REQUIREMENT: An exact copy of every record is needed.

───── GIVEN ENTRIES ─────

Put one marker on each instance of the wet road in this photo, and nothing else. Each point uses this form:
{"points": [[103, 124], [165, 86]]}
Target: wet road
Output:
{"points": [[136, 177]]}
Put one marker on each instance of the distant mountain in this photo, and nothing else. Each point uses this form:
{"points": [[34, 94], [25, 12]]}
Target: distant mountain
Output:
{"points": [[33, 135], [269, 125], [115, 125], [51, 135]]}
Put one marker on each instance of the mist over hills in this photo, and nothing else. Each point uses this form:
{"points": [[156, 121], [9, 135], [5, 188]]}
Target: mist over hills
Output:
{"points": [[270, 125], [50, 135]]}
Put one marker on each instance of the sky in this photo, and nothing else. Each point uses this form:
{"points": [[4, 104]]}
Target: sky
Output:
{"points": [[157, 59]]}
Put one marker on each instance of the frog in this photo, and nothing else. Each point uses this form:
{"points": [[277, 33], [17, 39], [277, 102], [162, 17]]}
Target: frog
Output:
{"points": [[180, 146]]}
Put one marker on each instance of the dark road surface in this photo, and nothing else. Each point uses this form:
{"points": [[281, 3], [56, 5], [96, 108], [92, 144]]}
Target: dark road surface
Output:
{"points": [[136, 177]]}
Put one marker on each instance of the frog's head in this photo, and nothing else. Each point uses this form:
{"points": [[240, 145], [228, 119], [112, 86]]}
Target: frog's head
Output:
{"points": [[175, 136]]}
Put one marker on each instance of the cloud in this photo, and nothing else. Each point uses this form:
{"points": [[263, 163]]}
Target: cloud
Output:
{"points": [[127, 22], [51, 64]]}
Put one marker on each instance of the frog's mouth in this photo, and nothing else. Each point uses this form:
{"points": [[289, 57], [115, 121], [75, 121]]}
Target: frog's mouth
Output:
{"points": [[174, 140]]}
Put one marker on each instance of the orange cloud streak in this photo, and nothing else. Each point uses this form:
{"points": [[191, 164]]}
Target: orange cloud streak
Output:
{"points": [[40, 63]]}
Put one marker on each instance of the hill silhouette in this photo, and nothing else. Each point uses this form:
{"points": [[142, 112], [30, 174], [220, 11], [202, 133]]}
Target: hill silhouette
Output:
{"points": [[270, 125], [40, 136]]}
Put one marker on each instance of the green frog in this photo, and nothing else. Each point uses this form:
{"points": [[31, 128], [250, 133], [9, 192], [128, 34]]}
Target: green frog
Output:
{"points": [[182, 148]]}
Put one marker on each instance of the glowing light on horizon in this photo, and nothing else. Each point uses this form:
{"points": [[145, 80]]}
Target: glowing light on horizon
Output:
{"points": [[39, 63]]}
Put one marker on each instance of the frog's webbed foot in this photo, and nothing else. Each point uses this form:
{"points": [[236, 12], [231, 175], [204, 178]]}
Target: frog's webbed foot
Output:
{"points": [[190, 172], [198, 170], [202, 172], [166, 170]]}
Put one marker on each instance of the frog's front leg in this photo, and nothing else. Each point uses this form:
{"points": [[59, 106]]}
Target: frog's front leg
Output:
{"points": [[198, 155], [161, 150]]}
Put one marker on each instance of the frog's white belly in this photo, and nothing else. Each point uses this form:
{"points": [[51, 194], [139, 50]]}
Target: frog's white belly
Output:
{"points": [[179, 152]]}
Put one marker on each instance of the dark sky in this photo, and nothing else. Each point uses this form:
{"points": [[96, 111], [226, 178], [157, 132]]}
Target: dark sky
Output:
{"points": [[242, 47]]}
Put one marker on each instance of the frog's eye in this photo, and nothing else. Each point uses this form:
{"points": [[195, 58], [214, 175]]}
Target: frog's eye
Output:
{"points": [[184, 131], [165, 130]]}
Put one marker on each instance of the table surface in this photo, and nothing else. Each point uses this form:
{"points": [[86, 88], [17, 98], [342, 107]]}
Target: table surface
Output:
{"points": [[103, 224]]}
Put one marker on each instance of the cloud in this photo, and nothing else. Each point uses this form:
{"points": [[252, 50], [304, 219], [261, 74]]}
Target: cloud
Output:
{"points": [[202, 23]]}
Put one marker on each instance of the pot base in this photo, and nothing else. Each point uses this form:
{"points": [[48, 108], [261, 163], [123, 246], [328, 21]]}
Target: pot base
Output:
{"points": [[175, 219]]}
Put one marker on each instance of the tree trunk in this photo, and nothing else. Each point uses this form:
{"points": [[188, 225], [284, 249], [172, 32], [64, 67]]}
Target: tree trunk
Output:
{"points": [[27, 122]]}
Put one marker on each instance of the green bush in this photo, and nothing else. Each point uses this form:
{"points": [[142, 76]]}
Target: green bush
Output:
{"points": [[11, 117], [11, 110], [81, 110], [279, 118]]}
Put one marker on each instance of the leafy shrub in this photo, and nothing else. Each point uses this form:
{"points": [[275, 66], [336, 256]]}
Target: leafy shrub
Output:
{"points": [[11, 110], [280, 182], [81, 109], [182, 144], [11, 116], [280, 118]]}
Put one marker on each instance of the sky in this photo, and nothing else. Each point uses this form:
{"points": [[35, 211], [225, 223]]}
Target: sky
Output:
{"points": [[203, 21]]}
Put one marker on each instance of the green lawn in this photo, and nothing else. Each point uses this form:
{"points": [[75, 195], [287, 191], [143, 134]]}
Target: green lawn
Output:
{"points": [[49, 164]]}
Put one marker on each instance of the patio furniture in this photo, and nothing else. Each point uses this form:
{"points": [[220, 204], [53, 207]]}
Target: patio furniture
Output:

─────

OUTPUT FOR THIS EXERCISE:
Put one marker on each instance of the wet road in this photo, and nothing else. Each point uses this form:
{"points": [[103, 124], [165, 86]]}
Target: wet road
Output:
{"points": [[136, 177]]}
Put one marker on each instance of the distant mountain in this photo, and nothing else. Each point uses this form:
{"points": [[34, 94], [25, 12]]}
Target: distant mountain
Output:
{"points": [[33, 135], [269, 125], [115, 125], [51, 135]]}
Put one marker on each instance of the mist over hills in this photo, and nothing else. Each point uses this form:
{"points": [[156, 121], [9, 135], [5, 188]]}
Target: mist over hills
Output:
{"points": [[270, 125], [50, 135]]}
Put one marker on each instance of the sky in this photo, and nothing else. Each point uses this form:
{"points": [[4, 104]]}
Target: sky
Output:
{"points": [[157, 59]]}
Put one marker on each instance of the frog in this photo, and nothing else. Each point uses this form:
{"points": [[277, 33], [17, 39], [277, 102], [162, 17]]}
Target: frog
Output:
{"points": [[180, 146]]}
Put one marker on each instance of the dark road surface in this photo, and nothing else. Each point uses this form:
{"points": [[281, 3], [56, 5], [96, 108], [92, 144]]}
Target: dark road surface
Output:
{"points": [[136, 177]]}
Put one marker on each instance of the frog's head in this photo, and nothing else. Each point uses this form:
{"points": [[240, 145], [228, 119], [112, 86]]}
Target: frog's head
Output:
{"points": [[175, 136]]}
Put one marker on each instance of the cloud in this photo, and nothing else. Each point uses this form:
{"points": [[263, 163]]}
Target: cloud
Output:
{"points": [[127, 22], [51, 64]]}
Put one marker on each instance of the frog's mouth in this photo, and nothing else. Each point uses this form:
{"points": [[289, 57], [115, 121], [75, 121]]}
Target: frog's mouth
Output:
{"points": [[174, 140]]}
Put one marker on each instance of the orange cloud streak in this photo, and nothing else. Each point uses this form:
{"points": [[191, 164]]}
Target: orange cloud streak
Output:
{"points": [[40, 63]]}
Put one marker on each instance of the hill silhouette in this photo, and nothing else. Each point uses this form:
{"points": [[142, 112], [30, 174], [220, 11], [202, 133]]}
Target: hill silhouette
Output:
{"points": [[270, 125], [40, 136]]}
Put one marker on each instance of the green frog in this photo, and nothing else. Each point uses this form:
{"points": [[31, 128], [250, 133], [9, 192], [128, 34]]}
Target: green frog
Output:
{"points": [[182, 148]]}
Put one marker on each instance of the glowing light on horizon in this photo, and nothing else. Each point uses this form:
{"points": [[145, 80]]}
Target: glowing light on horizon
Output:
{"points": [[39, 63]]}
Put one marker on each instance of the frog's webbed foot in this photo, and nothing else. Each point uses this form:
{"points": [[236, 12], [231, 175], [204, 178]]}
Target: frog's webbed foot
Output:
{"points": [[190, 172], [198, 170], [202, 172], [166, 170]]}
Put one marker on each instance of the frog's front leg in this photo, and nothing else. Each point uses this form:
{"points": [[59, 106]]}
Target: frog's front leg
Output:
{"points": [[198, 155], [161, 150]]}
Put one marker on each instance of the frog's white belly in this photo, and nothing else. Each point uses this form:
{"points": [[51, 194], [139, 50]]}
Target: frog's white belly
Output:
{"points": [[179, 152]]}
Put one marker on each instance of the dark sky in this photo, and nothing else. Each point uses this form:
{"points": [[96, 111], [226, 178], [157, 132]]}
Target: dark sky
Output:
{"points": [[242, 47]]}
Put one marker on each instance of the frog's eye in this photo, and nothing else. Each point uses this form:
{"points": [[195, 58], [214, 175]]}
Target: frog's eye
Output:
{"points": [[184, 131], [165, 130]]}
Put one marker on each instance of the table surface in this photo, and nothing else. Each point uses this form:
{"points": [[86, 88], [17, 98], [342, 107]]}
Target: table surface
Output:
{"points": [[103, 224]]}
Put one marker on each instance of the cloud in this photo, and nothing else. Each point uses this form:
{"points": [[252, 50], [304, 219], [261, 74]]}
Target: cloud
Output:
{"points": [[202, 23]]}
Put one marker on each instance of the pot base in this photo, and nothing else. Each point uses this form:
{"points": [[48, 108], [261, 163], [123, 246], [328, 21]]}
Target: pot base
Output:
{"points": [[175, 219]]}
Put one marker on each instance of the tree trunk in this photo, and nothing else. Each point uses this form:
{"points": [[188, 225], [284, 249], [172, 32], [64, 67]]}
Target: tree trunk
Output:
{"points": [[27, 122]]}
Put one marker on each instance of the green bush in this photo, and nothing else. Each point uses this form:
{"points": [[142, 76]]}
Target: green bush
Output:
{"points": [[11, 117], [11, 110], [81, 110], [279, 118]]}
Put one marker on each instance of the leafy shrub in this photo, and nothing else. Each point uses this form:
{"points": [[275, 66], [336, 256]]}
Target: leafy shrub
Output:
{"points": [[11, 110], [280, 182], [81, 109], [182, 144], [11, 116], [280, 118]]}
Put one marker on each instance of the sky in this photo, and nothing else. Each point uses this form:
{"points": [[35, 211], [225, 223]]}
Target: sky
Output:
{"points": [[203, 21]]}
Put one marker on each instance of the green lawn in this photo, and nothing else. Each point uses this form:
{"points": [[75, 195], [287, 191], [143, 134]]}
Target: green lawn
Output:
{"points": [[49, 164]]}
Put one marker on each instance of the patio furniture in this photo, and nothing else. Each point uses this form:
{"points": [[220, 204], [53, 207]]}
Target: patio furniture
Output:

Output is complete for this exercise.